Work instructions — Reproduce, from the lines below, exactly the stretch that begins at the line containing "Target: crowd of people" and ends at the line containing "Target: car windshield", both included.

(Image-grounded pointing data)
Start of Block

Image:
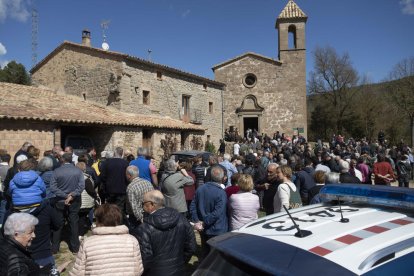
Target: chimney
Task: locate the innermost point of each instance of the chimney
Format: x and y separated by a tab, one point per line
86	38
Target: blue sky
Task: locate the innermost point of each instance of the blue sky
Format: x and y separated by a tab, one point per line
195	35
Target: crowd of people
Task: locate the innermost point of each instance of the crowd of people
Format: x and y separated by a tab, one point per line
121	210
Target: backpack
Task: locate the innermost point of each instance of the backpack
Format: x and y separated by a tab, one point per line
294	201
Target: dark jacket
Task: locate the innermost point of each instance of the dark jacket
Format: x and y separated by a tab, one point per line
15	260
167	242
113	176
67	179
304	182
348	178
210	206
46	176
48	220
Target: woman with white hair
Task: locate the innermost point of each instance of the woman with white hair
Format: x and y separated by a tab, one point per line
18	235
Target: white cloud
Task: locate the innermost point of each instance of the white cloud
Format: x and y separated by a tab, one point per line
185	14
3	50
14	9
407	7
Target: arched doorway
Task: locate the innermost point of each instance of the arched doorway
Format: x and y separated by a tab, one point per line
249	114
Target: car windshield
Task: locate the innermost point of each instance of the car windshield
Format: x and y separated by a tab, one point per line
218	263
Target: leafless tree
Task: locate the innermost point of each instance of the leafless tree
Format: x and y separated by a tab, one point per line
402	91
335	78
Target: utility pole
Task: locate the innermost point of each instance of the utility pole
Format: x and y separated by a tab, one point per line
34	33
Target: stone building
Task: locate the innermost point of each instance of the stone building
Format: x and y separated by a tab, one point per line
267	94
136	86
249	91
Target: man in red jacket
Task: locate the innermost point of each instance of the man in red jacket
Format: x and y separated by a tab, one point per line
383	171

End of Block
Start of Block

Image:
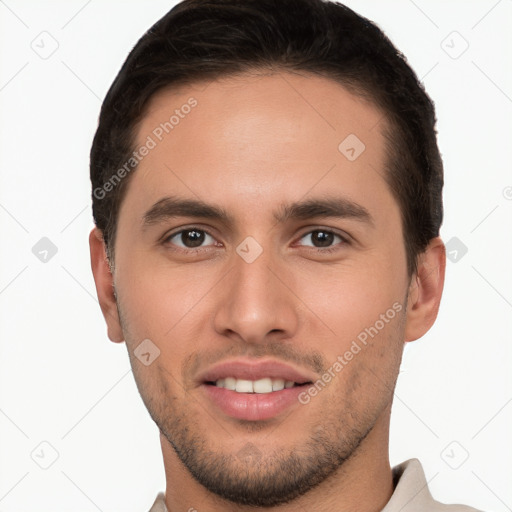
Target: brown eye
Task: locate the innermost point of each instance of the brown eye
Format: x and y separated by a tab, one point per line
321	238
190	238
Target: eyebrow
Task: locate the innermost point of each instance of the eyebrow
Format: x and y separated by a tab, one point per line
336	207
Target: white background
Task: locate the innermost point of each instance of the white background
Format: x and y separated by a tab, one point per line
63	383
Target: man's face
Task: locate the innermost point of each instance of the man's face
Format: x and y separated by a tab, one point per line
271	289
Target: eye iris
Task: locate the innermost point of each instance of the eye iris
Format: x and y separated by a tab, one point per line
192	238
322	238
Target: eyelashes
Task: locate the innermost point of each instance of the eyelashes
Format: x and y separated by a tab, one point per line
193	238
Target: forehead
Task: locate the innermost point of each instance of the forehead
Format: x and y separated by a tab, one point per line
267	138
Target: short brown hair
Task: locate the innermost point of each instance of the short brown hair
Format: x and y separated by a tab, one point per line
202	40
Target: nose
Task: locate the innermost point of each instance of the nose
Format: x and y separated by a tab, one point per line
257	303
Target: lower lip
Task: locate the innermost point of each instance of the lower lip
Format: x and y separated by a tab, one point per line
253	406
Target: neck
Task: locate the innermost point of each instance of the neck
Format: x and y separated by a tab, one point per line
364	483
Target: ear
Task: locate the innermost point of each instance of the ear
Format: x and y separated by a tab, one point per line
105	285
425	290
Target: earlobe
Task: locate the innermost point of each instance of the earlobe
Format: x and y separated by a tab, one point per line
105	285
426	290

End of Block

Your response —
Target: crowd of people
Task: locate the innermost point of each instance of the crowd of people
Format: x and y separated by a tab, one point per line
121	210
Target: backpack
Task: locate the innermost point of each instance of the backpack
Format: x and y separated by a tab, one point per line
294	201
Target: dark jacket
Task: locate the innermost point of each instance of the dark jacket
Format: x and y separated by a tab, one point per line
15	260
167	242
113	176
67	179
304	182
348	178
210	206
46	176
48	220
Target: woman with white hair
Task: locate the innermost point of each instance of the woman with white hair
Format: x and y separated by a tab, one point per line
18	235
Target: white cloud
Task: locate the innermost point of each instance of the white cloud
Format: x and y separated by a tab, one point per line
185	14
3	50
14	9
407	7
Target: arched doorway
Task: locate the innermost point of each instance of the arched doorway
Format: x and y separated by a tab, one point per line
249	114
Target: car windshield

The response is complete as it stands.